+++ Data section +++

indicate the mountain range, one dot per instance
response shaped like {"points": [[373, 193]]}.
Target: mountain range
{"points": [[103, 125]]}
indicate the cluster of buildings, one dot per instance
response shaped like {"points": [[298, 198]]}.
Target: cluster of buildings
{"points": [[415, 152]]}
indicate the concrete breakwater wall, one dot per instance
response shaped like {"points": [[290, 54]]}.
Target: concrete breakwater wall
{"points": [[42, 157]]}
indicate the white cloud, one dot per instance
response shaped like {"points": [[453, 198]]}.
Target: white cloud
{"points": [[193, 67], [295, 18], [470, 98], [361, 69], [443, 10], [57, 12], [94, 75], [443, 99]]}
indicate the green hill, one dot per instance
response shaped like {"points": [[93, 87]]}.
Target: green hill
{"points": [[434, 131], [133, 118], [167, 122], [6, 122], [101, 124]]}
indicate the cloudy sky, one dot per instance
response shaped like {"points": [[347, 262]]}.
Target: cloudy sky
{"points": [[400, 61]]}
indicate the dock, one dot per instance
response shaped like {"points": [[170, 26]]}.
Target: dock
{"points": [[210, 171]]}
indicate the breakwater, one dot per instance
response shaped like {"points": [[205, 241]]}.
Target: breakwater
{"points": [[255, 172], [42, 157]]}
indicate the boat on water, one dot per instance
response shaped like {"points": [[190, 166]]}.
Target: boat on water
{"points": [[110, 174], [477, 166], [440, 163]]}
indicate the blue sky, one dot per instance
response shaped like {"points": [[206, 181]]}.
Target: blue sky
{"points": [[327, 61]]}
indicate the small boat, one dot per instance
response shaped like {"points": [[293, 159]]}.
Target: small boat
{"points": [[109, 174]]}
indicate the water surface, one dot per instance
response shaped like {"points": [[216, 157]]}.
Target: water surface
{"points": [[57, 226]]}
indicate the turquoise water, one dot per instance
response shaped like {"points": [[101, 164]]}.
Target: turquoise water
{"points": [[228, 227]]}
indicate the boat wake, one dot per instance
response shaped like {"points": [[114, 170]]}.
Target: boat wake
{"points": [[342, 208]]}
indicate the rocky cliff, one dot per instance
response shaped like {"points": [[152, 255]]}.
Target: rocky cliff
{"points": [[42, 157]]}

+++

Written exercise: Give back all of the data above, line for line, with no changes.

Written reply:
indicate the mountain range, one dot per instance
response shaped like {"points": [[373, 193]]}.
Target: mountain range
{"points": [[103, 125]]}
indicate the cluster of buildings, one dot per instance
response shaped like {"points": [[298, 198]]}.
Target: cluster of buildings
{"points": [[415, 152]]}
indicate the concrete breakwater wall, one dot per instance
response shaped like {"points": [[290, 54]]}.
Target: concrete breakwater wall
{"points": [[42, 157]]}
indicate the white cloud, one dot per instance
response shaped like {"points": [[453, 198]]}.
Target: white cloud
{"points": [[193, 67], [295, 18], [470, 98], [361, 69], [443, 10], [57, 12], [94, 75], [443, 99]]}
indicate the green hill, one dot per instance
response shaped like {"points": [[93, 87]]}.
Target: green hill
{"points": [[434, 131], [133, 118], [167, 122], [6, 122], [101, 124]]}
indicate the cloudy sky, one dot per instance
response shaped like {"points": [[347, 262]]}.
Target: cloudy sky
{"points": [[400, 61]]}
indicate the dock, one dot per instance
response shaped like {"points": [[170, 26]]}.
Target: dock
{"points": [[210, 171]]}
indicate the breakwater, one dot per instance
response shaped like {"points": [[205, 241]]}.
Target: breakwater
{"points": [[255, 172], [42, 157]]}
indicate the boat on water, one dot per instance
response shaped like {"points": [[190, 166]]}.
Target: boat on water
{"points": [[110, 174], [477, 166], [440, 163]]}
indicate the blue sky, one dot per instance
response shaped like {"points": [[206, 181]]}.
Target: blue sky
{"points": [[327, 61]]}
indicate the small boat, one dot per instance
response shaped like {"points": [[293, 159]]}.
Target: small boat
{"points": [[109, 174]]}
indicate the water surface, one dot per instance
response shaped like {"points": [[216, 157]]}.
Target: water surface
{"points": [[57, 226]]}
indicate the turquoise water, one dot per instance
response shaped like {"points": [[101, 164]]}.
Target: turquoise water
{"points": [[228, 227]]}
indicate the boat wake, one dot per instance
response shaped like {"points": [[114, 170]]}.
Target: boat wake
{"points": [[342, 208]]}
indicate the rocky cliff, one dot per instance
response shaped like {"points": [[152, 255]]}.
Target: rocky cliff
{"points": [[42, 157]]}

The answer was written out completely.